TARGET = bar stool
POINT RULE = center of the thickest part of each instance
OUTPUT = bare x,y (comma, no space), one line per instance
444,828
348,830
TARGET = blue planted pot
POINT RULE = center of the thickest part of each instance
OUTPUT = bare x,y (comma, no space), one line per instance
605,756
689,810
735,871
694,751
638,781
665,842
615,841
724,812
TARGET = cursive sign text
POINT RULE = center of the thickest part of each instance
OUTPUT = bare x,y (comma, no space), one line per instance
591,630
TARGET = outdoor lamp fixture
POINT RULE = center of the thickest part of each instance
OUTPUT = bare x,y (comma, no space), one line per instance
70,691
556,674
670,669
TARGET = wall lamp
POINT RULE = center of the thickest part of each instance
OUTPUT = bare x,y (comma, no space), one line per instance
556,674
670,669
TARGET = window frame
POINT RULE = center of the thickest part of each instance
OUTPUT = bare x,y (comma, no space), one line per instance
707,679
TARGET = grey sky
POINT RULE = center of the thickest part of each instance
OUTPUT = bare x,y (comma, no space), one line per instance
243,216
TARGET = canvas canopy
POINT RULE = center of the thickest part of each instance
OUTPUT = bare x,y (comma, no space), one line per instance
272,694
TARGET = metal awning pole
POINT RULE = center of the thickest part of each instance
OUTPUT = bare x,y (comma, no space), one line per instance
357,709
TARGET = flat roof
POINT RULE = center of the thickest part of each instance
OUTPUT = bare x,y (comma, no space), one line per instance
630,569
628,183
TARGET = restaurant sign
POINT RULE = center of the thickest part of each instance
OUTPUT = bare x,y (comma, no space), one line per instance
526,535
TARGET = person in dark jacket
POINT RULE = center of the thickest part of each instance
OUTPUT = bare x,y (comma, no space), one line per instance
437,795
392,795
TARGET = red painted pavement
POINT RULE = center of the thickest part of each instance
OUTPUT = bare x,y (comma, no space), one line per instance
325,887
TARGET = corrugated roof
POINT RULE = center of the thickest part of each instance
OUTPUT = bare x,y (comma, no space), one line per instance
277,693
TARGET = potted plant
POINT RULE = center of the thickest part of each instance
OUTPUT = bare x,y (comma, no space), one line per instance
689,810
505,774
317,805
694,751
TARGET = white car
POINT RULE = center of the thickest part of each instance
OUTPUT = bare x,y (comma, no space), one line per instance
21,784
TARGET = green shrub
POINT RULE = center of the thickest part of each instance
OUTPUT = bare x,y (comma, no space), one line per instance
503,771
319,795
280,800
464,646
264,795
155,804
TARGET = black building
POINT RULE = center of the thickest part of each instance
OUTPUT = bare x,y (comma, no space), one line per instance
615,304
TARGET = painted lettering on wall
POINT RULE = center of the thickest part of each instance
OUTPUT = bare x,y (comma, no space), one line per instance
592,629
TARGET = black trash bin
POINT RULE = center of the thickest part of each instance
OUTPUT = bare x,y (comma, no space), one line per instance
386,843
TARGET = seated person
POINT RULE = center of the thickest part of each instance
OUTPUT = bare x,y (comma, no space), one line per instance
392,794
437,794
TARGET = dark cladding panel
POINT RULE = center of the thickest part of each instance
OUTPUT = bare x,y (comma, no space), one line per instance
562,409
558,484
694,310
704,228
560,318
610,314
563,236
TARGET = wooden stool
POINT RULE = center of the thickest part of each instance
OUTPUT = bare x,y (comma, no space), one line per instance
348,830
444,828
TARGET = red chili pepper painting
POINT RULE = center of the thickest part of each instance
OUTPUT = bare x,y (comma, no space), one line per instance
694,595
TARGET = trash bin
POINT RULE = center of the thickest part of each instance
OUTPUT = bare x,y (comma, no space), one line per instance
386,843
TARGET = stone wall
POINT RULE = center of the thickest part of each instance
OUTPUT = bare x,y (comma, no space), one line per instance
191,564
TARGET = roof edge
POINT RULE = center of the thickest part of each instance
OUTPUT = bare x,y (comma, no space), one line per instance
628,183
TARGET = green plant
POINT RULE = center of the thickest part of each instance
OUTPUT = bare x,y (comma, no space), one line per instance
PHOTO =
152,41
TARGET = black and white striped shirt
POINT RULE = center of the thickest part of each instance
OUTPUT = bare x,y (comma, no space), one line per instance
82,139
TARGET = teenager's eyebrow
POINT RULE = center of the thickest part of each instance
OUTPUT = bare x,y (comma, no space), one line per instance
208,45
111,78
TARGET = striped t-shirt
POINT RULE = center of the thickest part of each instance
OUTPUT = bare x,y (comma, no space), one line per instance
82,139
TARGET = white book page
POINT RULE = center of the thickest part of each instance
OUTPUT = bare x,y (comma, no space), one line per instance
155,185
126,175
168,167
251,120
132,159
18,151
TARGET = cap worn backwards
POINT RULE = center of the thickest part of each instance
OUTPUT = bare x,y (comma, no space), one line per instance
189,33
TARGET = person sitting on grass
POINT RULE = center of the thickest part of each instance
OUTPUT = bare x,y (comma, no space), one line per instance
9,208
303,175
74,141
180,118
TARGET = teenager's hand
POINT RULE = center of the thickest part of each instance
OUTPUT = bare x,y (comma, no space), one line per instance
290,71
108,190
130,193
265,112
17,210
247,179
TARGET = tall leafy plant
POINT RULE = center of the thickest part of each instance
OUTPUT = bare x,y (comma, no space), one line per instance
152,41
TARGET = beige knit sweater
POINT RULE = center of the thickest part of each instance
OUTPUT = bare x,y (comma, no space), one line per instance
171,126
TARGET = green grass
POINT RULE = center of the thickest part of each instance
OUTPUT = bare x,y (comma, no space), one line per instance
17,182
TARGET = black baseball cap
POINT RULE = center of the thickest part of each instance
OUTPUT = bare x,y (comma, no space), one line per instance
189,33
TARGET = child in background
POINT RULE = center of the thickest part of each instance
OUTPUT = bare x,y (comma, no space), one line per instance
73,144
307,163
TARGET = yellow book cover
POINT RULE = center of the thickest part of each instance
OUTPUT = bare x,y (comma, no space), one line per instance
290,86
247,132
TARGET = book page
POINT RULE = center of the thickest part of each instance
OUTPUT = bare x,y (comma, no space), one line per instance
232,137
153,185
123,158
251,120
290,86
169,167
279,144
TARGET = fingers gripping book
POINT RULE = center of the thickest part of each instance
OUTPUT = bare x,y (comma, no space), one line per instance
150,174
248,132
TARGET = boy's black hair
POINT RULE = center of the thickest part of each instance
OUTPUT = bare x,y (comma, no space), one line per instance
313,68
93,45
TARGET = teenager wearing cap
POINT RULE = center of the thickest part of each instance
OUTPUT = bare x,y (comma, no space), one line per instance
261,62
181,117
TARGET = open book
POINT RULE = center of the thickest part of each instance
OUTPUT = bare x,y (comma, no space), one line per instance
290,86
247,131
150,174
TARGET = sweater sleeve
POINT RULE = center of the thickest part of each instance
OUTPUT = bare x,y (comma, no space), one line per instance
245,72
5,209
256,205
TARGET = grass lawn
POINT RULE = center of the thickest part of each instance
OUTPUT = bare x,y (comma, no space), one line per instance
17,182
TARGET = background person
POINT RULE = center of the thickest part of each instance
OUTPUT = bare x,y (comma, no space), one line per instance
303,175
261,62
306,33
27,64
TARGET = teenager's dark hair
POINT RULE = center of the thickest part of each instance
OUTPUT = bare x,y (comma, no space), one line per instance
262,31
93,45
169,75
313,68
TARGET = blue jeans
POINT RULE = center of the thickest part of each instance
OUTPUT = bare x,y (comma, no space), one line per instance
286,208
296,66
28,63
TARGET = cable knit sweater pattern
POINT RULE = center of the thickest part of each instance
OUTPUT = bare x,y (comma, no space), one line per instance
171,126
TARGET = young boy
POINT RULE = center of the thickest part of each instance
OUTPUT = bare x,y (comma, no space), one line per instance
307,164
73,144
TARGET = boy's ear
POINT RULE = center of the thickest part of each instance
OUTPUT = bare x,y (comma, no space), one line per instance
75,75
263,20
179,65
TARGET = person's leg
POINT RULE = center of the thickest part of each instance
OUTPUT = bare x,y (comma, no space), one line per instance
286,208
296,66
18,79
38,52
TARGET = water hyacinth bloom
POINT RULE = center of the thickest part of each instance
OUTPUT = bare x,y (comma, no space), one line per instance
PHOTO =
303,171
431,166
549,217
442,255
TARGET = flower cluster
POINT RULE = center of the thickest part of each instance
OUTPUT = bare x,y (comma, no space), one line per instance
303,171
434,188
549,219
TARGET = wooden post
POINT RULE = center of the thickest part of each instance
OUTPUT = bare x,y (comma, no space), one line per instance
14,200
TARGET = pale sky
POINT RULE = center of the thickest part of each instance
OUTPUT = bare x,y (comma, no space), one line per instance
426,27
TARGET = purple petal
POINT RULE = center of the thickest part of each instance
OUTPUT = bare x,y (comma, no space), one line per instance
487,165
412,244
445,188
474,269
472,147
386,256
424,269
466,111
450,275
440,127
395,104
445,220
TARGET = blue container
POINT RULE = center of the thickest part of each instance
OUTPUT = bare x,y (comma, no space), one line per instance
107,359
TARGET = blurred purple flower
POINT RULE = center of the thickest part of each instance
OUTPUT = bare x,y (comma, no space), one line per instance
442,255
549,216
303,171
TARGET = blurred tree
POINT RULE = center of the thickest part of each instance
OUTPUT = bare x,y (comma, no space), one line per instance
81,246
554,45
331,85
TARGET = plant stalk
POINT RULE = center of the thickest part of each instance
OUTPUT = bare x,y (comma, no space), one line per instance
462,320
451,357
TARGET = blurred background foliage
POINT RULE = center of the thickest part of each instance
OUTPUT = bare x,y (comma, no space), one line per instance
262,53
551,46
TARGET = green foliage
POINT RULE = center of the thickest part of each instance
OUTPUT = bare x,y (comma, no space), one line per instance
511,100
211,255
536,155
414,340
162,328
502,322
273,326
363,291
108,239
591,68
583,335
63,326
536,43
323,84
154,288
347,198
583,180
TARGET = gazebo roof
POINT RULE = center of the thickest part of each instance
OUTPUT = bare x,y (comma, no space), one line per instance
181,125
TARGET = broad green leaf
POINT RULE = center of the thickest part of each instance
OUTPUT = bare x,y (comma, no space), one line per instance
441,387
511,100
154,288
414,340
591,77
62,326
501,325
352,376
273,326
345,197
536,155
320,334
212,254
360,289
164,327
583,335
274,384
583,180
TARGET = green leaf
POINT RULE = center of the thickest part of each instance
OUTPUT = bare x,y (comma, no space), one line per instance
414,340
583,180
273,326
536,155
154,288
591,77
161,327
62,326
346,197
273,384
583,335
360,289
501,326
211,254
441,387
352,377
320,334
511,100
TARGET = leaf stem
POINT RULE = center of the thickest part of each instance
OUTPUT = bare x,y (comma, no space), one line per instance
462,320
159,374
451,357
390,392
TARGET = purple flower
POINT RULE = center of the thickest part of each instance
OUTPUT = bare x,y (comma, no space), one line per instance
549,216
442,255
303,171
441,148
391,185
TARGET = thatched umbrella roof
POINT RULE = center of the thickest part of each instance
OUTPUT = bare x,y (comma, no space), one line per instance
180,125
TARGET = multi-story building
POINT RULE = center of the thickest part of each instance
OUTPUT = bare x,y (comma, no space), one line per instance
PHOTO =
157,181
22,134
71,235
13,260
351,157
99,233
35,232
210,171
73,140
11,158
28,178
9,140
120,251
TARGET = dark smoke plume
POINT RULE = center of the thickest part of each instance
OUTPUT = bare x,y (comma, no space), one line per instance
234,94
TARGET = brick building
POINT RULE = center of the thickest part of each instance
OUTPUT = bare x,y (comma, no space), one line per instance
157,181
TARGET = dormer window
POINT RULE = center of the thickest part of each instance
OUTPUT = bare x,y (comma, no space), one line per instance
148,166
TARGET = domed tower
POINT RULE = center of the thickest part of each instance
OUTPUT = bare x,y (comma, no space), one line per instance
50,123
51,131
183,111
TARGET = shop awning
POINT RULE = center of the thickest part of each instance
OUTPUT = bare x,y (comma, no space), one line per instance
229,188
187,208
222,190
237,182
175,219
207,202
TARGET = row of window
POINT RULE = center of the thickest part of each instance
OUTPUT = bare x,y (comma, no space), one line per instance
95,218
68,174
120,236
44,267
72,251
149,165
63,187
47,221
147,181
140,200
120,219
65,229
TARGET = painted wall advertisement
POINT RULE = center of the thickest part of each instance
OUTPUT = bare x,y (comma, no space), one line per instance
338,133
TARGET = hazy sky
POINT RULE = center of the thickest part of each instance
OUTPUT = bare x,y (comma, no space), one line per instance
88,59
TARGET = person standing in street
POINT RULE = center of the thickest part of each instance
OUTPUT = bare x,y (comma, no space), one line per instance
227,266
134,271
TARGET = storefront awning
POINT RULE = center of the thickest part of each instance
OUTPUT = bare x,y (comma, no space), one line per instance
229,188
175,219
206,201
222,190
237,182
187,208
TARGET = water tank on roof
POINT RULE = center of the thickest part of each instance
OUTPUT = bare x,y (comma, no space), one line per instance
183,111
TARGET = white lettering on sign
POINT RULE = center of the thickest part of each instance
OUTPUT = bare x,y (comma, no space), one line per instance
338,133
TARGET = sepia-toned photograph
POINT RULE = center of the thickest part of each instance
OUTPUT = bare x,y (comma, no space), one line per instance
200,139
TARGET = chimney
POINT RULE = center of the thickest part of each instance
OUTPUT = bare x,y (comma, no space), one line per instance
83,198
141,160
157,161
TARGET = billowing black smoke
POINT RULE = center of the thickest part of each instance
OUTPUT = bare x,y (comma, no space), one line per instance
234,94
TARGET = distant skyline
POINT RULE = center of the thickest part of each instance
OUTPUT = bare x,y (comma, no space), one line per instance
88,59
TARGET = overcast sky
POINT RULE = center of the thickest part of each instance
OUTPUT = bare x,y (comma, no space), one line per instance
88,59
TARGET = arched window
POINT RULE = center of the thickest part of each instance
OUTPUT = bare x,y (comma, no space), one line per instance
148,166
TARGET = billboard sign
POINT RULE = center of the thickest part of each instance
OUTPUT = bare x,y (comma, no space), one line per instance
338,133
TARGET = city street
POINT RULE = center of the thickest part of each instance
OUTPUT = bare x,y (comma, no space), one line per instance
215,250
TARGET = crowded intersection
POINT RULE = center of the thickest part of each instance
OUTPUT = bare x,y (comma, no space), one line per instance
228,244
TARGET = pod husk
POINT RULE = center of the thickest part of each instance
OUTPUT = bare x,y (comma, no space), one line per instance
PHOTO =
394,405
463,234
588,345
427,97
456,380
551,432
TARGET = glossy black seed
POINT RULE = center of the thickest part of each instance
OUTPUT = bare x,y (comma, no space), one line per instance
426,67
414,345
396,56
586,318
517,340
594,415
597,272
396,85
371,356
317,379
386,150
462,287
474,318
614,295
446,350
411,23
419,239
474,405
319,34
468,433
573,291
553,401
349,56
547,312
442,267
******************************
§ WHAT THIS TASK INVOLVES
Wherever the word "purple" turns up in a line of the entries above, copy that line.

§ TASK RESPONSE
TARGET = purple petal
TARGET = blurred purple flower
TARGET = purple flower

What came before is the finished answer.